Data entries
=-=-=

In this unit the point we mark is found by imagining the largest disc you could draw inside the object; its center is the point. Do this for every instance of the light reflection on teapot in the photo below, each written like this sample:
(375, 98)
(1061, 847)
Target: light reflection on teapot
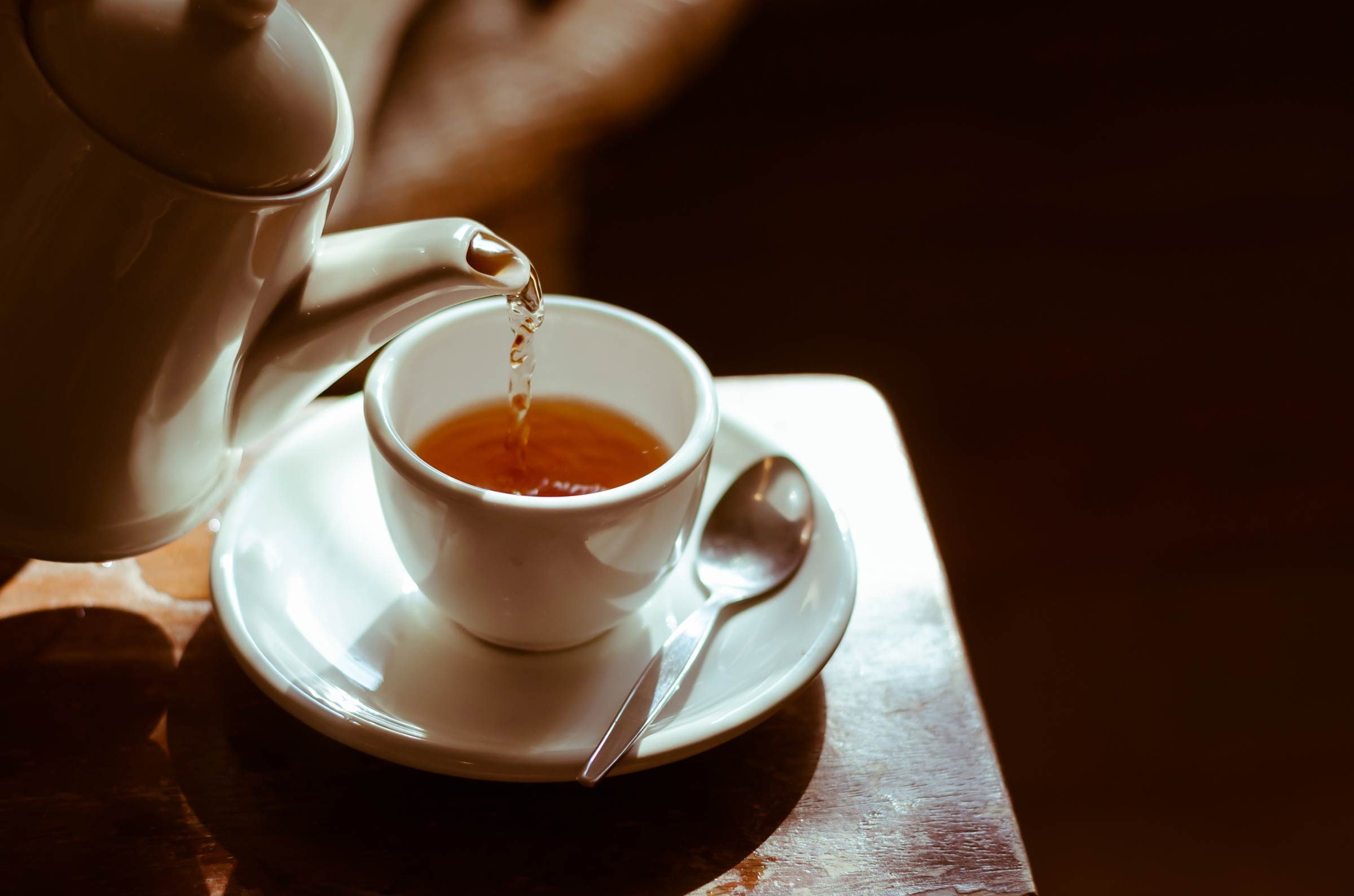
(160, 308)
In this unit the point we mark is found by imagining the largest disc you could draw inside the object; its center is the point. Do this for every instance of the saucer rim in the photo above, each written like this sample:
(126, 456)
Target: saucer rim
(669, 743)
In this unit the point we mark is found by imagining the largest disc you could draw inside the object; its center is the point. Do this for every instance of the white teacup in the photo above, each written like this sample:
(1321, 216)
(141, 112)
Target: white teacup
(526, 572)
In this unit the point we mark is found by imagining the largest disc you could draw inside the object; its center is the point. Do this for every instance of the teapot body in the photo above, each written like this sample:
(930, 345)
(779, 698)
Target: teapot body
(152, 326)
(126, 298)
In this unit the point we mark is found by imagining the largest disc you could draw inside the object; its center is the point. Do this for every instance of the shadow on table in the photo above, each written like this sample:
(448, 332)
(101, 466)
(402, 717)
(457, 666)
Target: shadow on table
(87, 800)
(304, 814)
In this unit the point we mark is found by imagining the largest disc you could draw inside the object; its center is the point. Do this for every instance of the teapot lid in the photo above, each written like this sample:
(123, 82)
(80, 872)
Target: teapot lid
(232, 95)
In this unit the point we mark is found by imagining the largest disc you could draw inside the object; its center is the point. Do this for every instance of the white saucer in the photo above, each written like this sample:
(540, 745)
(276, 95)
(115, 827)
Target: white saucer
(322, 615)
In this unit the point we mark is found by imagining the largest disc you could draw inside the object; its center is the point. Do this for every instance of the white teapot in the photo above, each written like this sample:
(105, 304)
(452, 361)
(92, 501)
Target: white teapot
(166, 294)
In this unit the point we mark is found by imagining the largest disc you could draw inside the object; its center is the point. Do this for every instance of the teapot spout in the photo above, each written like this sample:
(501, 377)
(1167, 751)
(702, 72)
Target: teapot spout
(362, 290)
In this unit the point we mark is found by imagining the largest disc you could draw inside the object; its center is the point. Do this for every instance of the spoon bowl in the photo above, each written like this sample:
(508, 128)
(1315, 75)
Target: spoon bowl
(755, 540)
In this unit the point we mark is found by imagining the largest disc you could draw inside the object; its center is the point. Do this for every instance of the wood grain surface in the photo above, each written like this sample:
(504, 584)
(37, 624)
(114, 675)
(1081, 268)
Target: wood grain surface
(137, 758)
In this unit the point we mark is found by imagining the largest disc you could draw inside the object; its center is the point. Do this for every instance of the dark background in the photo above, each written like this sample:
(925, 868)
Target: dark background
(1098, 262)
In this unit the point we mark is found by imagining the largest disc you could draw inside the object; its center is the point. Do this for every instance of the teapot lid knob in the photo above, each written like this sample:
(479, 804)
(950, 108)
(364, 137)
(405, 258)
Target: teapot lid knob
(231, 95)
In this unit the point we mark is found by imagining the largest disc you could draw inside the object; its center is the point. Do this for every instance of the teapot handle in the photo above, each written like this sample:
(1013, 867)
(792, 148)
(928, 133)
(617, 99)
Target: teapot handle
(362, 290)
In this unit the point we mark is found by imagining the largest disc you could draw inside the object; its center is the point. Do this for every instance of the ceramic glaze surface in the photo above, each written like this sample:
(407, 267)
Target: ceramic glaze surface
(539, 573)
(317, 607)
(155, 326)
(234, 95)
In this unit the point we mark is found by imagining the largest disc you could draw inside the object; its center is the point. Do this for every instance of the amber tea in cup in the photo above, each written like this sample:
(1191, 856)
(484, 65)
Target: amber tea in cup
(572, 447)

=-=-=

### WORK ITEM
The records above are to be quoted exactly, with all pictures left out.

### FINISHED TASK
In this unit the point we mark is found by imagining the largest disc you could draw inside the object; its center is the point. Do this for every instance of the light reflection on teapot in the photo below, each written like this sample:
(375, 98)
(1061, 847)
Target: light reflection on teapot
(160, 308)
In this unit the point we mark is found by imagining the largest disc you could draw inside the object; its center is the point. Do this for every instance of the saucer rim in the photo above, each written like this sample:
(126, 456)
Target: saucer rim
(669, 743)
In this unit the point we mark is found by imagining the largest disc you could draw inside the object; its center is the point. Do this for every instance of the white teacup in the photo above, each written like this sample:
(1321, 216)
(141, 112)
Target: white teacup
(526, 572)
In this unit the point we mark is found by imagining the largest disc you could draw inside the object; its center is the point. Do this for every instance of the teapot body in the photo above, each written like this sample:
(930, 345)
(779, 698)
Target: teapot body
(152, 326)
(126, 298)
In this unit the point we mark is found by imagining the largest disc you could draw inside the object; its center is the point. Do this for every instance of the shadow on table in the photo above, each written like this sample:
(448, 332)
(101, 466)
(402, 717)
(457, 666)
Target: shadow on table
(87, 800)
(304, 814)
In this unit the point we mark is found by imagining the largest disc you could draw inside the object; its center is the point. Do this for every instance of the teapot lid in the photo above, each written like this sample:
(123, 82)
(80, 872)
Target: teapot lid
(232, 95)
In this unit the point we mark is found by imagining the largest disc you could draw inside the object; its center is the point. Do this for every instance of the white saucer in the photo above, each written like this sample:
(540, 745)
(276, 95)
(115, 827)
Target: white saucer
(322, 615)
In this unit the point we mark is found by imagining the largest disc you could draw inside the object; its center is the point. Do this for every instance of the white teapot in the photo above, each written like this sample:
(105, 304)
(452, 361)
(92, 501)
Target: white teapot
(166, 294)
In this unit the point we mark is found by imagining the largest disc you could draw inside the object; its center is the point. Do this for every instance of the teapot spout in the photo above, each written like this sample:
(501, 377)
(1167, 751)
(702, 72)
Target: teapot spout
(362, 290)
In this unit the point we mark is found by imagining the largest disc you could draw inside the object; its center is the point. Do this for every instance of the spoon bowl in the photo above, each written like this sample:
(508, 128)
(1315, 75)
Target: spoon bowl
(755, 540)
In this unit the point we mark is found by imagining the largest disc you could draw inside the object; its center is the point. Do this for every instance of the wood grain surface in the photo above, each written like this sample:
(504, 584)
(37, 624)
(114, 675)
(1081, 268)
Target: wood grain surface
(137, 758)
In this unit the point we mark is found by imagining the largest disc you could draw inside the object; its center is the point. Do this for every instance of the dark background in the photo above, each written like this sample:
(925, 868)
Target: dark background
(1098, 262)
In this unit the point we mark is found by imagining the largest disc you could draw inside the object; its center is the point. Do this for every instance of the teapot lid knob in the photo above, each written like this sample:
(479, 804)
(950, 108)
(364, 137)
(405, 258)
Target: teapot lid knob
(231, 95)
In this unit the point we mark is found by imagining the largest disc you could draw inside the object; its center is the point. Do this for every instance of the teapot handle in the photo above, each written like this sample:
(1013, 867)
(792, 148)
(928, 133)
(617, 99)
Target: teapot handle
(362, 290)
In this unit the point we mark is found by imagining the largest disc you could draw inside the object; its center is the point. Do this for every instance of the ceramic glaze surface in the photo above, each written like this sample:
(407, 267)
Target: ceramic glaze surface
(539, 573)
(317, 607)
(155, 326)
(234, 95)
In this unit the point we mark is found by imagining the largest disc you could draw inside the object; its center is the point. Do this for every instance of the amber tea in cup in the photo above, each written like this sample:
(1191, 856)
(484, 65)
Target: amber tea in cup
(572, 447)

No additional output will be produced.